Fed policy is designed to increase inflation by increasing commodity prices and devaluing the dollar, which is not very different from the hypothesis of creating an “inflation surprise.” The analysis by Kydland and Prescott (1977, 447-80, equation 5) uses the “expectation augmented” Phillips curve with the natural rate of unemployment of Friedman (1968) and Phelps (1968), which in the notation of Barro and Gordon (1983, 592, equation 1) is:
Ut = Unt – α(πt – πe) α > 0 (2)
Where Ut is the rate of unemployment at current time t, Unt is the natural rate of unemployment, πt is the current rate of inflation and πe is the expected rate of inflation by economic agents based on current information. Equation (1) expresses unemployment net of the natural rate of unemployment as a decreasing function of the gap between actual and expected rates of inflation. The system is completed by a social objective function, W, depending on inflation, π, and unemployment, U:
W = W(πt, Ut) (3)
The policymaker maximizes the preferences of the public, (3), subject to the constraint of the tradeoff of inflation and unemployment, (2). The total differential of W set equal to zero provides an indifference map in the Cartesian plane with ordered pairs (πt, Ut - Un) such that the consistent equilibrium is found at the tangency of an indifference curve and the Phillips curve in (2). The indifference curves are concave to the origin. The consistent policy is not optimal. Policymakers without discretionary powers following a rule of price stability would attain equilibrium with unemployment not higher than with the consistent policy. The optimal outcome is obtained by the rule of price stability, or zero inflation, and not more unemployment than under the consistent policy with nonzero inflation and the same unemployment. The “inflation surprise” consists of pursuing an inflation rate that is higher than that expected by economic agents that lowers the difference between the actual and natural unemployment rate by the term – α(πt – πe) (Barro and Gordon 1983). The US risks repeating the Great Inflation and Unemployment of the 1970s (http://cmpassocregulationblog.blogspot.com/2011/03/is-there-second-act-of-us-great.html).
◆ ◆ ◆ ◆
### [OBJECTIVE A]
Transcribe the part of the passage on Fed inflation policy starting with "Fed policy is" and going on through "πe) α > 0 (2)".

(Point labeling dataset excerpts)
◆ ◆ ◆ ◆
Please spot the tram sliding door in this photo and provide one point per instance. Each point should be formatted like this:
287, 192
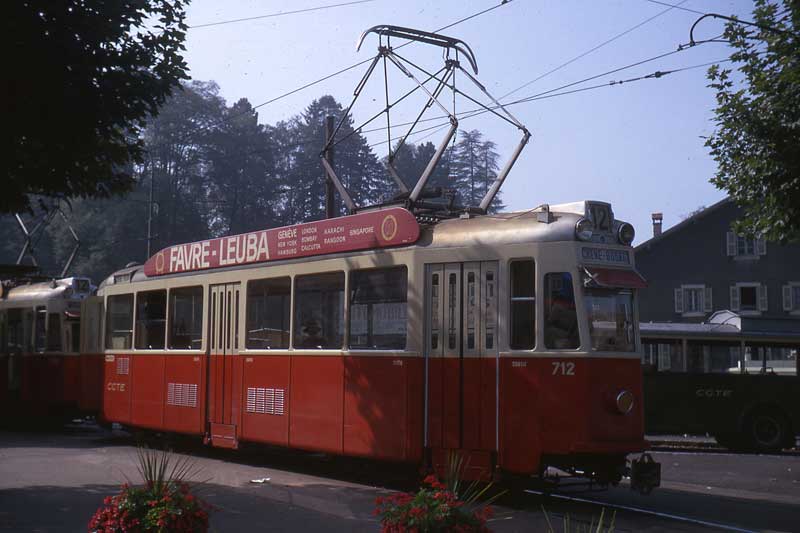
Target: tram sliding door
461, 356
223, 390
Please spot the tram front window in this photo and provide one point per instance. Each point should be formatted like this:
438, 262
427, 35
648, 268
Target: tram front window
610, 314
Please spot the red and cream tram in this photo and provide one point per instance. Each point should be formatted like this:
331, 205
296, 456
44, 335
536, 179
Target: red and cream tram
42, 371
512, 338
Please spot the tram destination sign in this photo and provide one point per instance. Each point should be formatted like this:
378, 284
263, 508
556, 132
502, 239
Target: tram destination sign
376, 229
605, 255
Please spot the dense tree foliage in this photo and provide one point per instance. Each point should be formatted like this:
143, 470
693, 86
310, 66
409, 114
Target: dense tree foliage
757, 141
82, 78
215, 170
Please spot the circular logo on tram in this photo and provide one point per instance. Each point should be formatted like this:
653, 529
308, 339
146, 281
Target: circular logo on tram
160, 262
389, 227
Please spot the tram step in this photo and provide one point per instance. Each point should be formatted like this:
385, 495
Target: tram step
475, 464
224, 436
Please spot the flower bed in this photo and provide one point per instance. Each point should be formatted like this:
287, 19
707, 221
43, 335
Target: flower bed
433, 508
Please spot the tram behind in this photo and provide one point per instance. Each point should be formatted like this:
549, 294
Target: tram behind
41, 370
511, 338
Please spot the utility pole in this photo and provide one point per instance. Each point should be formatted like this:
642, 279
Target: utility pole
150, 209
330, 205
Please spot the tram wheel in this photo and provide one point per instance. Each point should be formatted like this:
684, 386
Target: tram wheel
766, 431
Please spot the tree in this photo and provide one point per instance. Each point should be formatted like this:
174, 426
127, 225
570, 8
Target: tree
85, 76
242, 181
474, 166
356, 165
756, 143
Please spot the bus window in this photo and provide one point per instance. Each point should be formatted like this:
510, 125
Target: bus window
664, 356
378, 309
771, 359
54, 332
523, 305
319, 311
698, 358
75, 336
724, 358
610, 313
151, 320
3, 332
268, 302
119, 322
560, 318
186, 318
40, 325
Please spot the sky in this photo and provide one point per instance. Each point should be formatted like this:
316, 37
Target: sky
638, 145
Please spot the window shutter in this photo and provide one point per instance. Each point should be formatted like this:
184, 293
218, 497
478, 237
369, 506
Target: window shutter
679, 300
762, 298
731, 243
761, 245
734, 298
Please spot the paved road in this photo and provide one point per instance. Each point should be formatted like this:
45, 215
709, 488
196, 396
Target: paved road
53, 482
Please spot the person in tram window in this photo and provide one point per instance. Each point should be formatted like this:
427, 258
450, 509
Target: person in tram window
311, 335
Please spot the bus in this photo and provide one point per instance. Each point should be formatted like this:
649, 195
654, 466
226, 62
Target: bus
510, 338
732, 377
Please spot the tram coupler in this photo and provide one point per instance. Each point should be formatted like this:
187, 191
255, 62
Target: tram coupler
645, 474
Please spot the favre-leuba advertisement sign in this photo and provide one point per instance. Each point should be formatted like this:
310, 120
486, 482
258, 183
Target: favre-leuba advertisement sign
377, 229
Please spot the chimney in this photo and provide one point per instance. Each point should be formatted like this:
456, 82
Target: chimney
657, 218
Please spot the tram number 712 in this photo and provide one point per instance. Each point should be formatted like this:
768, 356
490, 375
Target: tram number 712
563, 368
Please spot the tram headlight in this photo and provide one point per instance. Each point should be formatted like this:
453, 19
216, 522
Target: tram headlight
625, 401
626, 233
583, 229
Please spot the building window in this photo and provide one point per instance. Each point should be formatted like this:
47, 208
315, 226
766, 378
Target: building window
693, 300
749, 298
746, 247
378, 308
791, 297
523, 305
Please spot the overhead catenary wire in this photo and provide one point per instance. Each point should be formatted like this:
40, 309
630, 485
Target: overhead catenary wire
207, 127
551, 94
279, 14
593, 49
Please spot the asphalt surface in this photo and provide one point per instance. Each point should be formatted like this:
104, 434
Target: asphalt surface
54, 481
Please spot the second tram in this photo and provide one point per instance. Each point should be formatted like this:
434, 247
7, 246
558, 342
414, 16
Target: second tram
511, 338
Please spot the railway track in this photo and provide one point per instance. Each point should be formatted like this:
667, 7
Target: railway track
639, 510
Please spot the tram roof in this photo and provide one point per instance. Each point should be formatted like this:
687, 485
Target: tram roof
544, 223
37, 292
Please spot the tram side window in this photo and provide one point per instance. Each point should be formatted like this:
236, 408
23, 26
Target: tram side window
151, 320
119, 322
40, 331
268, 312
54, 332
378, 308
186, 318
560, 317
523, 305
319, 311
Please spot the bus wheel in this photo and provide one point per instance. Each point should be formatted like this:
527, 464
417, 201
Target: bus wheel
766, 431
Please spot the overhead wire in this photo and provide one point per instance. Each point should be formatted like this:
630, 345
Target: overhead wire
593, 49
279, 14
337, 73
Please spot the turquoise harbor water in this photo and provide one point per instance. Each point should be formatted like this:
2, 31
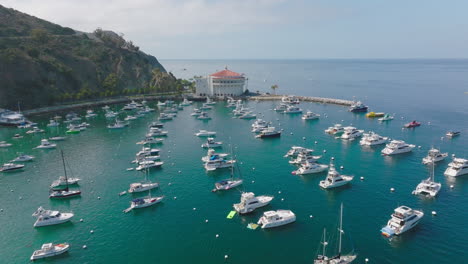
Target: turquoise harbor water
173, 232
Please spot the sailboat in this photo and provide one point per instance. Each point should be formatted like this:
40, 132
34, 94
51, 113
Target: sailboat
66, 192
338, 259
428, 187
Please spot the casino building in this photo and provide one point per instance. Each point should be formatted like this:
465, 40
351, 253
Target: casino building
222, 83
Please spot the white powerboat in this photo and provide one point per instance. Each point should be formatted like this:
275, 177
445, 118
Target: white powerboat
48, 217
7, 167
276, 218
211, 143
397, 147
309, 168
249, 202
334, 179
23, 158
428, 186
457, 167
205, 133
372, 139
50, 250
403, 219
337, 129
309, 115
45, 144
350, 133
434, 155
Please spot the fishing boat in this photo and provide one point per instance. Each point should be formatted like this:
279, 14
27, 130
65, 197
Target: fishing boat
269, 132
397, 147
338, 258
50, 250
65, 192
334, 179
428, 186
457, 167
412, 124
249, 202
276, 218
48, 217
45, 144
402, 220
211, 143
433, 156
8, 167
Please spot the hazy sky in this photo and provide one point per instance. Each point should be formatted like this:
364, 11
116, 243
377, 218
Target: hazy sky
223, 29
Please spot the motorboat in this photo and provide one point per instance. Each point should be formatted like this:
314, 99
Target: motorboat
249, 202
203, 116
48, 217
142, 187
412, 124
338, 258
205, 133
452, 134
397, 147
23, 158
434, 155
269, 132
372, 139
4, 144
402, 220
8, 167
358, 106
309, 115
428, 186
336, 129
374, 114
351, 133
211, 143
64, 182
386, 117
334, 179
457, 167
276, 218
53, 123
148, 164
292, 110
50, 250
45, 144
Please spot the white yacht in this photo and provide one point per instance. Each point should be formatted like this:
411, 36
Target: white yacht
45, 144
433, 156
142, 187
403, 219
292, 110
205, 133
309, 115
397, 147
7, 167
211, 143
48, 217
334, 179
309, 168
276, 218
457, 167
249, 202
23, 158
372, 139
350, 133
50, 250
337, 129
428, 186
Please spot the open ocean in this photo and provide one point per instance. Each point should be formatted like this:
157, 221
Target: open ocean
176, 231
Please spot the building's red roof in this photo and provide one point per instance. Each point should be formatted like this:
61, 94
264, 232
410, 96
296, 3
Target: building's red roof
226, 74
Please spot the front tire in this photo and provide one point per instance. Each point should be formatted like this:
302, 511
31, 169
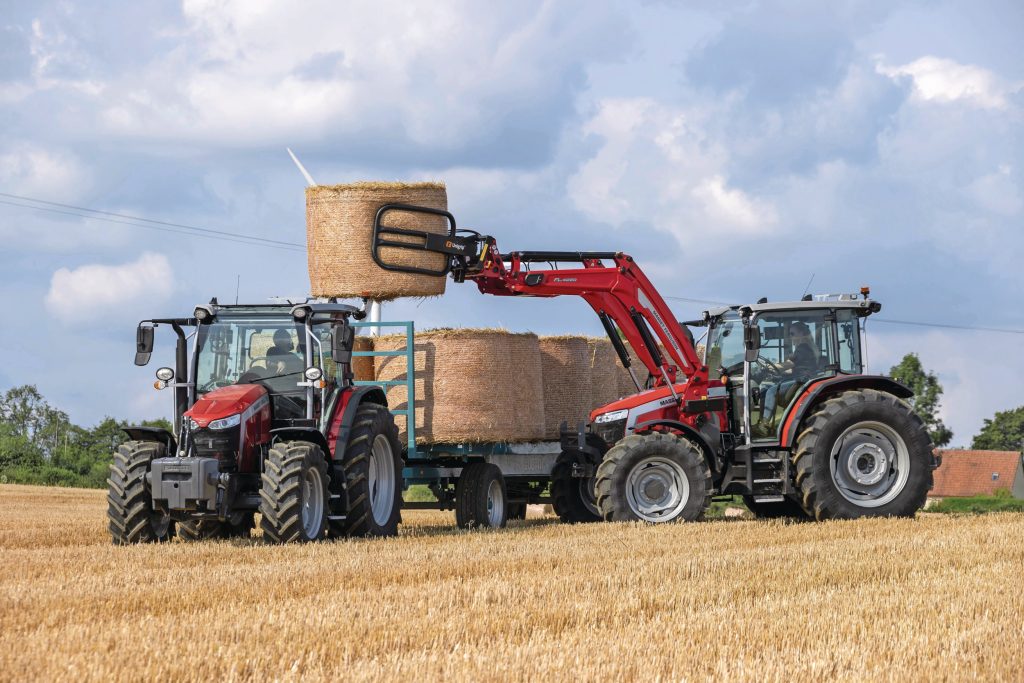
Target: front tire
294, 497
373, 475
129, 510
656, 477
863, 454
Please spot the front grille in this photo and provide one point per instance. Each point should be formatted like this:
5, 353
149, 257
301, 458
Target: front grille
219, 443
609, 431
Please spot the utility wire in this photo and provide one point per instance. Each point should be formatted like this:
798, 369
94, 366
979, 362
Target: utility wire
139, 221
882, 319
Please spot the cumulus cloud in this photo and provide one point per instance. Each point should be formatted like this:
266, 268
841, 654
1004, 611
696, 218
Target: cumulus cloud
941, 80
655, 163
103, 291
33, 170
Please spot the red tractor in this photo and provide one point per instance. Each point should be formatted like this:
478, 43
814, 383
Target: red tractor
266, 420
778, 410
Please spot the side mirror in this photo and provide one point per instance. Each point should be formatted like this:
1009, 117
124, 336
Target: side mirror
143, 345
341, 344
752, 342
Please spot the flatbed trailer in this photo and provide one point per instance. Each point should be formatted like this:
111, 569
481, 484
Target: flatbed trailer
486, 483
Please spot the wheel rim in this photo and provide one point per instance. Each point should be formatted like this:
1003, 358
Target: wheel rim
657, 489
381, 479
496, 503
312, 502
869, 464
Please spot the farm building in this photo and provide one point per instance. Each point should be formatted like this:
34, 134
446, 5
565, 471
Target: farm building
978, 473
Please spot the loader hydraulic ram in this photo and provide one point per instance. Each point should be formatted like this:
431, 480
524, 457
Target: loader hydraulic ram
777, 410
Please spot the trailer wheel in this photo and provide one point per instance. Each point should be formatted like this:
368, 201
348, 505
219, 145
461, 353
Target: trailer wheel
480, 498
655, 477
863, 454
373, 475
791, 507
294, 498
129, 509
239, 525
572, 498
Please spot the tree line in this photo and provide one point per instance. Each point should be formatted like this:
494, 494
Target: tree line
40, 444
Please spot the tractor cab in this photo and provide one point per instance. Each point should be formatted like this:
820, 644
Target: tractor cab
769, 352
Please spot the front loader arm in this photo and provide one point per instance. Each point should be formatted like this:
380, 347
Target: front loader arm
621, 293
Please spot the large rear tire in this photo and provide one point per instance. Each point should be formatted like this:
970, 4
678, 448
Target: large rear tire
863, 454
480, 497
572, 498
129, 509
294, 497
373, 475
656, 477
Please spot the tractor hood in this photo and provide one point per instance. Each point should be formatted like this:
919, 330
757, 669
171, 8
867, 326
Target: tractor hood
224, 402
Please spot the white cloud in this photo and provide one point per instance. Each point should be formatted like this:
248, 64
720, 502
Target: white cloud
937, 79
656, 164
435, 75
94, 290
32, 170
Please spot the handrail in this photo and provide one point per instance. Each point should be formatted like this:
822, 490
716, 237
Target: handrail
410, 381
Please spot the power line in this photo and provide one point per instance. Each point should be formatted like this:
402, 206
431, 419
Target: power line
947, 326
139, 221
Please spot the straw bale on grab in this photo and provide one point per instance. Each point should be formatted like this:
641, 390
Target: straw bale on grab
339, 237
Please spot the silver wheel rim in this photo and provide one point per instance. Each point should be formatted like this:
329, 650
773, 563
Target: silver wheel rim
381, 480
869, 464
657, 489
312, 502
496, 504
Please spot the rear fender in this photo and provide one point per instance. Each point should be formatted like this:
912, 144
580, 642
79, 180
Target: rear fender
155, 434
819, 391
300, 434
688, 431
344, 415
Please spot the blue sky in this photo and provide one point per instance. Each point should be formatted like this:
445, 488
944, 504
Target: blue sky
735, 153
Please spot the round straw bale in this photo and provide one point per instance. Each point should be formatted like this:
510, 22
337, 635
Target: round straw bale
471, 385
339, 238
363, 366
565, 364
603, 371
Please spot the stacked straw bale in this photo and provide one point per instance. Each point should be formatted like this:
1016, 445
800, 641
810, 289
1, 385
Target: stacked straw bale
604, 372
363, 366
566, 371
471, 385
339, 237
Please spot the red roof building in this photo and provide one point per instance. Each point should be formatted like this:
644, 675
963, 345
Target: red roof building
978, 473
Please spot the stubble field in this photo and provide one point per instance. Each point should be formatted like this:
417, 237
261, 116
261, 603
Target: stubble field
935, 598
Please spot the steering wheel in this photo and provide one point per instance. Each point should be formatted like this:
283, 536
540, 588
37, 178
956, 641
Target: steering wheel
768, 369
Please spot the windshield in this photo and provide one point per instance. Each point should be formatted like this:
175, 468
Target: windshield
248, 349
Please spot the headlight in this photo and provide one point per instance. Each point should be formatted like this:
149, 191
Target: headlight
226, 423
611, 417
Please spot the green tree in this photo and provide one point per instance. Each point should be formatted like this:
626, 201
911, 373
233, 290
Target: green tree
925, 401
1003, 432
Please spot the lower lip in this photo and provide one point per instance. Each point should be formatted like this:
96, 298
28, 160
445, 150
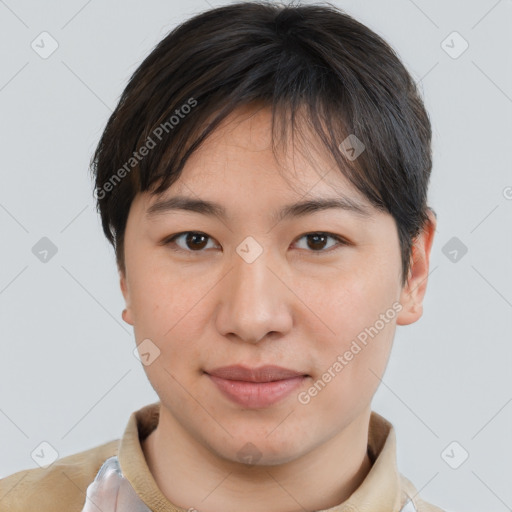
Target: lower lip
257, 395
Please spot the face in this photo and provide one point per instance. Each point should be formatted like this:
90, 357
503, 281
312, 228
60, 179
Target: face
223, 292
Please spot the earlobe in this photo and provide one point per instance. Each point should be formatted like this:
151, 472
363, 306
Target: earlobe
126, 314
414, 290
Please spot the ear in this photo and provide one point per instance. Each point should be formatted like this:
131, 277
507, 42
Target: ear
127, 313
411, 296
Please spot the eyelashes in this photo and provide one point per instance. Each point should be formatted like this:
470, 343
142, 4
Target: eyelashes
200, 241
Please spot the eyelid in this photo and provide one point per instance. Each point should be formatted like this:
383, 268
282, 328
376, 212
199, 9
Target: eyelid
341, 241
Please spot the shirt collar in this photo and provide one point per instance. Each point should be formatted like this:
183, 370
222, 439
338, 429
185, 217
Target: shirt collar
380, 490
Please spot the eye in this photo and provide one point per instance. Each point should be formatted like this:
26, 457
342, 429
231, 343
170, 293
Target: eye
196, 241
317, 242
193, 241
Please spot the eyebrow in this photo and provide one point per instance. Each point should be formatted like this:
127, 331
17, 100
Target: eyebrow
209, 208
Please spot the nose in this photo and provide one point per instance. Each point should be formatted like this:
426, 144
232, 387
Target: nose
254, 302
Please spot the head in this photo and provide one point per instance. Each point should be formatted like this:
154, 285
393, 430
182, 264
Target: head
243, 112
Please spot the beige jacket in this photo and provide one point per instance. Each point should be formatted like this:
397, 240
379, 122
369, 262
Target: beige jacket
70, 483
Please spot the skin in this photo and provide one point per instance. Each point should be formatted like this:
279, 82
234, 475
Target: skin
294, 306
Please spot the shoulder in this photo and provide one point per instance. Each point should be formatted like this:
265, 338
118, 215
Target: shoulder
64, 483
411, 493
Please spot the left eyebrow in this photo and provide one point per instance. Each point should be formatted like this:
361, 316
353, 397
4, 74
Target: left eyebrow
299, 209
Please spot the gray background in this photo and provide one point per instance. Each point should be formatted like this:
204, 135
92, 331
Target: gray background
67, 372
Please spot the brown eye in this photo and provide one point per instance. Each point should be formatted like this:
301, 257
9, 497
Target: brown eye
317, 242
191, 241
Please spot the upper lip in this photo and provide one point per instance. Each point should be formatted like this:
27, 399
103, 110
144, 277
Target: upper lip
266, 373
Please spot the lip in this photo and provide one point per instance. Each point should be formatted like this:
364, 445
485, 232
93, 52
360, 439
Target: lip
256, 387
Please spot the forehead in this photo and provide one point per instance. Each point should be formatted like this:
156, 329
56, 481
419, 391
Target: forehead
237, 158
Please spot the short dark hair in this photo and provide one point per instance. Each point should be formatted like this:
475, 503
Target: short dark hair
315, 59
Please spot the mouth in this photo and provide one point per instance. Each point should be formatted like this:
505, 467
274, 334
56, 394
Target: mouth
256, 388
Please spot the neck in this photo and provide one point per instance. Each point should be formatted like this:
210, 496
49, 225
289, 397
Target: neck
192, 477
◆ ◆ ◆ ◆
### [OBJECTIVE B]
Gather every line in the records that contains the word "overhead".

### [RESPONSE A]
Fed policy is designed to increase inflation by increasing commodity prices and devaluing the dollar, which is not very different from the hypothesis of creating an “inflation surprise.” The analysis by Kydland and Prescott (1977, 447-80, equation 5) uses the “expectation augmented” Phillips curve with the natural rate of unemployment of Friedman (1968) and Phelps (1968), which in the notation of Barro and Gordon (1983, 592, equation 1) is:
Ut = Unt – α(πt – πe) α > 0 (2)

### [RESPONSE B]
Please spot the overhead catenary wire in this photo and provide one point per instance. Each point should be formatted like this:
Target: overhead catenary wire
Please spot the overhead wire in this photo and provide one point per instance. Each point should be formatted like this:
Target: overhead wire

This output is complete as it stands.